In Figure 1 log. charge is plotted against log. field strength for alpha particles of 5MeV and 10MeV in a gas filled chamber. It can be seen that the magnitude of charge produced, by absorption of  particle energy, varies with field strength in a manner which can be separated into four distinct regions; I, II, III, and IV.  However it must be stressed that figure1.does not represent a practical situation of increasing polarising voltage applied to a given gas filled chamber.  Operation in each of the regions is dependent upon conditions other than field strength alone, and spatial distribution of field strength and gas pressure are important considerations with respect to operation in regions II to IV.  E.g.,. the polarising voltage necessary to produce the required field strength for region II to IV operation in a chamber designed for region I operation would be impracticably high and, if applied, would not cause the counter to operate as required, for reasons to be discussed.  Nevertheless the figure is valid in the theoretical sense.

Region I operation in Figure 1  corresponds to the saturated  direct current operation shown in Figure 2 of [1]; the only difference being that the vertical axis of the former expresses charge for individual ionising events and that for the latter, current for a continuous γ radiation flux; categories b2) and a) respectively.  Operation in this region is solely the result of primary ionisation i.e. no augmentation or multiplication occurs.  Consequently the charge generated is directly proportional to energy absorbed.

■ **YOUR TASKS**
(A) Scale the records from their start up to and including the line with "169,259,176,287", and reproduce those lines with the requests unchanged. Multiply every bounding-box coordinate in the answers by 1.25, rounding to whole numbers with halves going up, and omit the pictures.
(B) Continue the passage on the operating regions of a gas-filled chamber from the point where it stops.
The passage on gas-filled chambers and the records that follow it are unrelated material.

Coordinate annotation entries
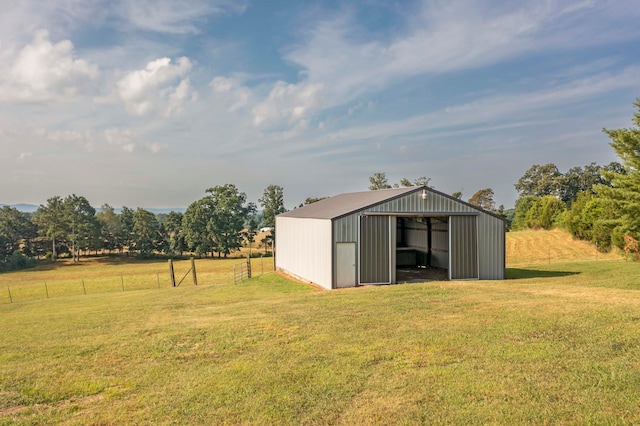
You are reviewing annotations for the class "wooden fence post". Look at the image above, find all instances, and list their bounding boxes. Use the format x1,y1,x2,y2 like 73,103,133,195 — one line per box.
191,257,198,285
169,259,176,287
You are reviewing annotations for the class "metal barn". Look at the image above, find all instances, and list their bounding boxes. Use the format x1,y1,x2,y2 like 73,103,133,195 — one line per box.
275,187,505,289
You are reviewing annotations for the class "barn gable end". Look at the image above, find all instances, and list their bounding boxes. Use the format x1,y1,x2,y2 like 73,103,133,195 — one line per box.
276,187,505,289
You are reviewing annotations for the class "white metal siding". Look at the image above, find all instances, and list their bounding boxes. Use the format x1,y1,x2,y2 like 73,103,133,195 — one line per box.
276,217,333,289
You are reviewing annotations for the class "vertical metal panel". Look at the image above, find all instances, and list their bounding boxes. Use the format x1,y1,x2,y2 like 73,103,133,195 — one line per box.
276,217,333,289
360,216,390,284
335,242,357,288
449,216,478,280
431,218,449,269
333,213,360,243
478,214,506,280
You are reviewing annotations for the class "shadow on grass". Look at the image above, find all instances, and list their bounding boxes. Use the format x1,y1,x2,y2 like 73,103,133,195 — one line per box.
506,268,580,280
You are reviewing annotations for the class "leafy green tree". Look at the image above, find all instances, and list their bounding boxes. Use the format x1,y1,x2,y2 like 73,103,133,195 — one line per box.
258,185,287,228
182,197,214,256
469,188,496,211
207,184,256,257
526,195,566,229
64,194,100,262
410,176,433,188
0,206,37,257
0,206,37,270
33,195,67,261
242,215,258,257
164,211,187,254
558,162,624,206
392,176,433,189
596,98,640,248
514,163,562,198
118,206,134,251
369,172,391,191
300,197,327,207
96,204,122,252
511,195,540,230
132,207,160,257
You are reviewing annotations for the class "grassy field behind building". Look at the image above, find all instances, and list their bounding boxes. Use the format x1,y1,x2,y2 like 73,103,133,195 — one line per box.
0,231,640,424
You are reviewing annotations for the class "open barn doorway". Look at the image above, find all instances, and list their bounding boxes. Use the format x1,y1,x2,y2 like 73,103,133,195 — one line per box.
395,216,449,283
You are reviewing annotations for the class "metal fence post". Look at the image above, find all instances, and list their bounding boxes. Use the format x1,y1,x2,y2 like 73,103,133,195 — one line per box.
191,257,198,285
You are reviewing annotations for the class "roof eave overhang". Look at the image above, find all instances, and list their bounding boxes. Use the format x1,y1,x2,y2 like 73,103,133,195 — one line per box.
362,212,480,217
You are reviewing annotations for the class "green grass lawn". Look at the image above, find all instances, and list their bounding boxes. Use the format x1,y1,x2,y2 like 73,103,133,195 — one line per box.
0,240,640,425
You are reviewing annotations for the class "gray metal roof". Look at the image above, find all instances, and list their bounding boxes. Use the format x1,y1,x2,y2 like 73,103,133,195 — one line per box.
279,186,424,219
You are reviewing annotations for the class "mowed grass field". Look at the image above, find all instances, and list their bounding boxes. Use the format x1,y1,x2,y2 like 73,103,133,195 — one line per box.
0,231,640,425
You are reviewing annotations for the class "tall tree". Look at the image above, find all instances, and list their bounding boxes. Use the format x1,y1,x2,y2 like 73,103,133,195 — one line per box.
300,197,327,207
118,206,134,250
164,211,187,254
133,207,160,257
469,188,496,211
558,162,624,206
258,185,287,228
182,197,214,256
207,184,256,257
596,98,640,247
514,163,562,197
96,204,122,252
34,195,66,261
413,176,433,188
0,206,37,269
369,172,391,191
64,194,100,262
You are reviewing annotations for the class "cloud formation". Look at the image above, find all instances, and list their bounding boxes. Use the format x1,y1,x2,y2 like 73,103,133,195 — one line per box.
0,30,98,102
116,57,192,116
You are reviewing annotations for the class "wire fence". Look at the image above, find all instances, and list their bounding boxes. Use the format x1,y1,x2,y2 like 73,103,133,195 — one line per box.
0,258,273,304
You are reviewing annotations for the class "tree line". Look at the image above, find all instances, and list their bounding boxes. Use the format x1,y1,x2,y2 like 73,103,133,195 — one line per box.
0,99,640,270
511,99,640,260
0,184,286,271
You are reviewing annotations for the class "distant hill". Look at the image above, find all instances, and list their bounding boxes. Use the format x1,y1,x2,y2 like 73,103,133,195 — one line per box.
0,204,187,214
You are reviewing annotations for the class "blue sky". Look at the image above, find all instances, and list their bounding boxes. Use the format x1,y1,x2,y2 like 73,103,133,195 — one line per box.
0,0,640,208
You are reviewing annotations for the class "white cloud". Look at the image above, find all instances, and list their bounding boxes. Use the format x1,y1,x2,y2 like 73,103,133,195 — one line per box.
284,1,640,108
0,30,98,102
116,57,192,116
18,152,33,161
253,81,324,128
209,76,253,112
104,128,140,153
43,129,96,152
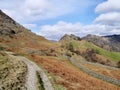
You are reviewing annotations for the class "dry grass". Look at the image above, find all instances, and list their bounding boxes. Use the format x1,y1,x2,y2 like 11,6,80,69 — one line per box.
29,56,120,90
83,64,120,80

■ **RESPONSES**
(A)
You are reviewing annotations for the class "wooden fence post". Look at the image above, find all instances, and list their bounding boxes. Use the format x1,y1,x2,y2 like 73,103,133,195 — one line per box.
239,321,248,356
211,324,220,359

(B)
Figure 2 shows the general nature of category b2) pulse charge collection in respect of the voltage developed across a capacitor.  Referring to the figure, it can be seen that the predominant voltage rise occurs in the first few microseconds following an ionising event followed by a smaller voltage rise over a period lasting milliseconds.  The initial fast rise is due to the collection of high mobility electrons under the influence of the applied polarising field; the subsequent gradual rise being due to  collection of the slow moving ions.  It should be noted that the time axis is distorted for ease of presentation but that the shaded voltage-time product areas must be equal.  Arrival of electrons and ions at their collecting electrodes is obviously dependent upon where in the inter-electrode space they are formed and rise time periods reflect the spatial distribution of the ionisation, being determined by the longest time of travel and influenced by parameters including  dimensions, type of gas, field strength and pressure.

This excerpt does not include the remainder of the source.